**WORK TO COMPLETE**
Reproduce the lines below verbatim, starting at the line containing "Mark each instance of the truck bed" and ending at the line containing "x=450 y=181".

**GIVEN RECORDS**
......

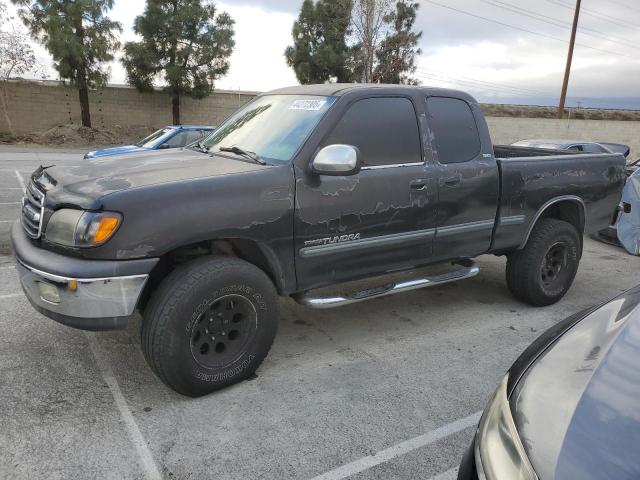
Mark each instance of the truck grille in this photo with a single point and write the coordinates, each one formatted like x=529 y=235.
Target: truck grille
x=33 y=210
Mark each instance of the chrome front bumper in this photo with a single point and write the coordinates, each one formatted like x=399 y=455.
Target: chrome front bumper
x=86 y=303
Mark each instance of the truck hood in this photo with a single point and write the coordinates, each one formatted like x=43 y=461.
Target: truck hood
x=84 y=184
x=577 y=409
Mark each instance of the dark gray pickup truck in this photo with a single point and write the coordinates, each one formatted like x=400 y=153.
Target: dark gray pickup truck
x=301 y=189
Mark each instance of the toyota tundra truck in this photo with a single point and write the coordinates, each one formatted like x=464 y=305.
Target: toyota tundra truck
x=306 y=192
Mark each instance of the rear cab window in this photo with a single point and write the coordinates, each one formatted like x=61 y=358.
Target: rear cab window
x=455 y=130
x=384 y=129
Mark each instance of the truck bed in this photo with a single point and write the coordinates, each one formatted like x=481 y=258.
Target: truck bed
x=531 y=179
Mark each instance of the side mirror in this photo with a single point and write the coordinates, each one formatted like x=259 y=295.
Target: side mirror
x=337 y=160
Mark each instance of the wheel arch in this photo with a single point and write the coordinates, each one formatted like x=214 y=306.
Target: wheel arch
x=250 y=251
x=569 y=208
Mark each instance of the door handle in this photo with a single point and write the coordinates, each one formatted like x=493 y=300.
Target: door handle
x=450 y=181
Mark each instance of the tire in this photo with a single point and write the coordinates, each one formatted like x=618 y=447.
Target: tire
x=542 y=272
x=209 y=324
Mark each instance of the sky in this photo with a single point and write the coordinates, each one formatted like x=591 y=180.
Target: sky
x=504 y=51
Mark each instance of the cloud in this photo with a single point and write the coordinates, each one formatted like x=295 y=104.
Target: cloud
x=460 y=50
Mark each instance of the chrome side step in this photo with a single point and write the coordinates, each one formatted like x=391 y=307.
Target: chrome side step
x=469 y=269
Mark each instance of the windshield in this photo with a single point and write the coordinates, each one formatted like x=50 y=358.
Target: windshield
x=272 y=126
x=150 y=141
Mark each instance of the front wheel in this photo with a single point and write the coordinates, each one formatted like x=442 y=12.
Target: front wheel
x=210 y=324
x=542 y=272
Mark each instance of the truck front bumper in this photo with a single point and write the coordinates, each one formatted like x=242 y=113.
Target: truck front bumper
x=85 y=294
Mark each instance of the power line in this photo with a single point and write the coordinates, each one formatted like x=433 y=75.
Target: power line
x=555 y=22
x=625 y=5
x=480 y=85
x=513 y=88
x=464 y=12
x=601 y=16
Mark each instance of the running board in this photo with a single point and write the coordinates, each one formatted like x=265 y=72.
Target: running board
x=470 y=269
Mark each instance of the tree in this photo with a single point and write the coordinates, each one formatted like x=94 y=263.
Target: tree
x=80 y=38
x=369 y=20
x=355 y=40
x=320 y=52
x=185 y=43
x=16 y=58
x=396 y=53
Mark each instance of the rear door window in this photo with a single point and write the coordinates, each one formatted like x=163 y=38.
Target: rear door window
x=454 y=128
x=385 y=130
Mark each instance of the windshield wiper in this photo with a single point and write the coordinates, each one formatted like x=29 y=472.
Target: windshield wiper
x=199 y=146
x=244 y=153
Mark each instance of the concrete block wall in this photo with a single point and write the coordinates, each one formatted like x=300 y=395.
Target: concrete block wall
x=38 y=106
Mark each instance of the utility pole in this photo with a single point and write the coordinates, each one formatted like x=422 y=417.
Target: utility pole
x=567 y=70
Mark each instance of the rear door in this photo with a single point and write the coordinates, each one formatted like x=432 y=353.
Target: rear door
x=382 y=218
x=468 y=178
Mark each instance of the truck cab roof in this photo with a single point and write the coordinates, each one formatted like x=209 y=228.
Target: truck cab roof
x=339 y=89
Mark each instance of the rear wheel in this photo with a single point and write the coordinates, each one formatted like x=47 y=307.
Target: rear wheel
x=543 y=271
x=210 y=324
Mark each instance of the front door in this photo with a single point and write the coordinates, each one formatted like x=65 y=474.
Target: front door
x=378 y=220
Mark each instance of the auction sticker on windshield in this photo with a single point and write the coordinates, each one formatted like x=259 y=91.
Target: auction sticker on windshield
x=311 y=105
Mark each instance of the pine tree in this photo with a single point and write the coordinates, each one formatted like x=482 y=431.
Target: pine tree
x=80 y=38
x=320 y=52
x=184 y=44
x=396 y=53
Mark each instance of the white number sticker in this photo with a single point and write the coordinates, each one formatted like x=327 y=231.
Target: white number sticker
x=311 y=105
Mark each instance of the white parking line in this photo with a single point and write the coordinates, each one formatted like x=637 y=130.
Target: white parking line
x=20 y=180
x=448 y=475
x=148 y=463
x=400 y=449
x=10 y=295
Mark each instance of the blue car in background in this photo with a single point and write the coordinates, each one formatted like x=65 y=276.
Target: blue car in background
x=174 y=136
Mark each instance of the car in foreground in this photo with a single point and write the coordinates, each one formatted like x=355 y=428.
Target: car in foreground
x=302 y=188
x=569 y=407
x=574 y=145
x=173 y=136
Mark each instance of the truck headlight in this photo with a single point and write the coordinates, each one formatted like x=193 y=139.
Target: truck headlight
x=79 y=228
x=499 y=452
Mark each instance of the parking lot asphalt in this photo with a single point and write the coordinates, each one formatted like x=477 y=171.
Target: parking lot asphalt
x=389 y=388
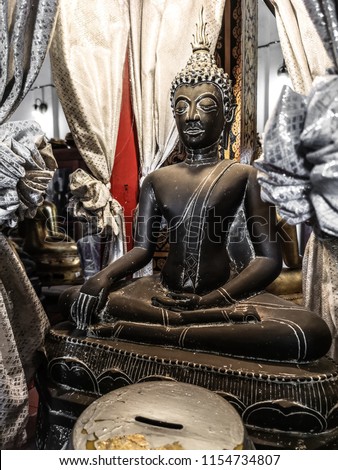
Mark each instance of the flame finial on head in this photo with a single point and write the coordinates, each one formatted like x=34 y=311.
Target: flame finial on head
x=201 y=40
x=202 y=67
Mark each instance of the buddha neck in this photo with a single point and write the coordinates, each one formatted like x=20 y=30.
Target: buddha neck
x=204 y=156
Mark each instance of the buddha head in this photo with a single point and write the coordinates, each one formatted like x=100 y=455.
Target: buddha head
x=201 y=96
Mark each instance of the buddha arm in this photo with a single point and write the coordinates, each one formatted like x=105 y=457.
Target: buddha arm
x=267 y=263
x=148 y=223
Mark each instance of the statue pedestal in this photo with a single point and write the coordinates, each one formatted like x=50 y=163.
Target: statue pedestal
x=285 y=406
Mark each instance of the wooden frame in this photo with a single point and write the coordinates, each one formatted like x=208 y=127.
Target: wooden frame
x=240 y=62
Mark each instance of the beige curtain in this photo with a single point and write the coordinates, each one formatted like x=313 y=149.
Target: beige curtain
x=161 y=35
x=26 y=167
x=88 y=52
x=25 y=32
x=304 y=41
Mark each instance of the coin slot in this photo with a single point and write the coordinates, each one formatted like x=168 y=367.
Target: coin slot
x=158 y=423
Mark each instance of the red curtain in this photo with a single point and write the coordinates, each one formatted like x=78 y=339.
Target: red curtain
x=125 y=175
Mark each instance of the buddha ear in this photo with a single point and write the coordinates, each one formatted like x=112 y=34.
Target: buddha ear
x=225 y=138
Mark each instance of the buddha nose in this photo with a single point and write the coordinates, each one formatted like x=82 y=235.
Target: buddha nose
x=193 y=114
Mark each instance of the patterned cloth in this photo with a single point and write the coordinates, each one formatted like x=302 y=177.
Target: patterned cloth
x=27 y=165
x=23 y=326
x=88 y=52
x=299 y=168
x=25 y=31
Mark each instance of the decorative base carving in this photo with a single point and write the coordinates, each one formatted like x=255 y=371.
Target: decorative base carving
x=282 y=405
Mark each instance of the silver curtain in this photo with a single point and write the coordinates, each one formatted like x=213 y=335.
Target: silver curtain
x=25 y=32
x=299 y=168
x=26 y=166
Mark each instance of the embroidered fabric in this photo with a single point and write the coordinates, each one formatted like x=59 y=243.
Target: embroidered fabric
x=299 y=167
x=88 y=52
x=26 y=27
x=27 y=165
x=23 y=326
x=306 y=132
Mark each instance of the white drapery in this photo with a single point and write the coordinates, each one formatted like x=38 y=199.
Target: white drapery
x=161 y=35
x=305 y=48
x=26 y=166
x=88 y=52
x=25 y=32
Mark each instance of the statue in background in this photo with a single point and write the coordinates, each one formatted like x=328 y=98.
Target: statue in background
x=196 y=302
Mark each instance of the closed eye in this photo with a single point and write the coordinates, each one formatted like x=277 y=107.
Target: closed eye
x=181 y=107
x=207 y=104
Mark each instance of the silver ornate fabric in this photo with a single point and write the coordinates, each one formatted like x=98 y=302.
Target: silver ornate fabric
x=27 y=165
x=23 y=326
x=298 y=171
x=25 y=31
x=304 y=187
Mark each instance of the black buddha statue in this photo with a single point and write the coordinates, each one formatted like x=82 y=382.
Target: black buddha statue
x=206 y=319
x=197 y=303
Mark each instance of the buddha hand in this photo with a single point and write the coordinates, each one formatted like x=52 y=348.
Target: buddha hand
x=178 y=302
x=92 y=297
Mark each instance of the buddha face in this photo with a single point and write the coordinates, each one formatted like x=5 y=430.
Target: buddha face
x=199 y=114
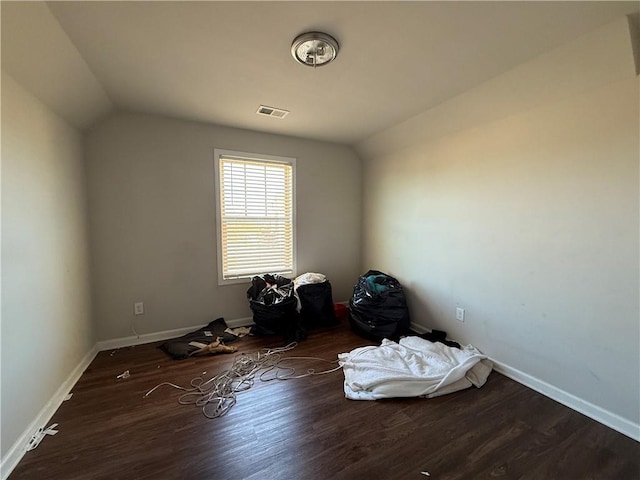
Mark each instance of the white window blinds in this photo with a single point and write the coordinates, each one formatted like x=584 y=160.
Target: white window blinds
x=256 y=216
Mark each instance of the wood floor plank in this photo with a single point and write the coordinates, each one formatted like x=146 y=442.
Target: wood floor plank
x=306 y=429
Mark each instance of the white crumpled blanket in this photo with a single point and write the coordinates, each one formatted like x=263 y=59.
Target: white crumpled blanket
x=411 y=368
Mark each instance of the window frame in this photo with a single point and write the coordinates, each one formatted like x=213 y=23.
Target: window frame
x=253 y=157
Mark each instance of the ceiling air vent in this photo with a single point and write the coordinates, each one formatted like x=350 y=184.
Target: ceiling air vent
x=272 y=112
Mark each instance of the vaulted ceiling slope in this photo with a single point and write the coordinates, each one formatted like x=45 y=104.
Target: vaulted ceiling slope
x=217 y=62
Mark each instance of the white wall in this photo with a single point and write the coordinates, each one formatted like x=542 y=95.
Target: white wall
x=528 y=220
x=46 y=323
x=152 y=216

......

**SOLUTION**
Mark each instance of the truck bed in this photo with a single point and write the coordinates, each one formatted like x=481 y=258.
Target: truck bed
x=531 y=179
Mark each instance of the side mirror in this photo with a single point and write the coordinates, each one formatted like x=259 y=295.
Target: side mirror
x=337 y=160
Mark each instance of the wheel arch in this photo with a single point and write the coordinates, each one formatted like x=214 y=306.
Target: wheel arch
x=250 y=251
x=569 y=208
Mark each instance of the door handle in this photo with a single point and write the coordinates, each one formatted like x=493 y=300.
Target: door handle
x=450 y=181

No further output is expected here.